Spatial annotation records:

* start *

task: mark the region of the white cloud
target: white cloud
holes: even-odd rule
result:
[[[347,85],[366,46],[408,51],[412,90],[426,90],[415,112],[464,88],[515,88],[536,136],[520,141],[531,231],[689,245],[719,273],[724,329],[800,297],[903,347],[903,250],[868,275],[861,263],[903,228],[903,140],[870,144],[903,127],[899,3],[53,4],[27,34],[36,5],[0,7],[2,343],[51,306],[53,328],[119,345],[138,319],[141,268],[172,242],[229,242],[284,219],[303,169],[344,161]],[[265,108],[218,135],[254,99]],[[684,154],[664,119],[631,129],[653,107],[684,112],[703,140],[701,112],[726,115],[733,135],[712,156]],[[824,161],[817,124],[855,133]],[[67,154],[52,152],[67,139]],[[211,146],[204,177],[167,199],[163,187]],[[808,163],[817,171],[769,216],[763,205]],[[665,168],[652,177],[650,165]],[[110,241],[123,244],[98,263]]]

* end *

# To do:
Put every line of the records above into a JSON list of strings, one string per line, and leave out any blank lines.

# Full answer:
[
  "task: mark the region of the white cloud",
  "target: white cloud",
  "holes: even-odd rule",
  "result:",
  "[[[347,85],[366,46],[408,51],[412,90],[426,90],[415,112],[464,88],[515,88],[536,136],[520,141],[531,231],[689,245],[719,273],[724,329],[800,297],[903,347],[903,250],[868,275],[861,263],[903,228],[903,140],[870,144],[903,127],[899,3],[53,4],[27,34],[36,5],[0,7],[2,343],[51,306],[53,328],[119,345],[138,319],[141,268],[172,242],[229,242],[284,219],[303,169],[344,161]],[[265,108],[218,135],[254,99]],[[684,154],[664,119],[631,129],[653,107],[684,112],[703,140],[701,112],[726,115],[733,135],[712,156]],[[824,161],[817,124],[855,133]],[[67,154],[52,152],[67,139]],[[211,146],[204,177],[167,199],[163,187]],[[808,163],[817,171],[769,216],[763,205]],[[665,168],[652,177],[650,165]],[[110,241],[123,244],[98,263]]]"
]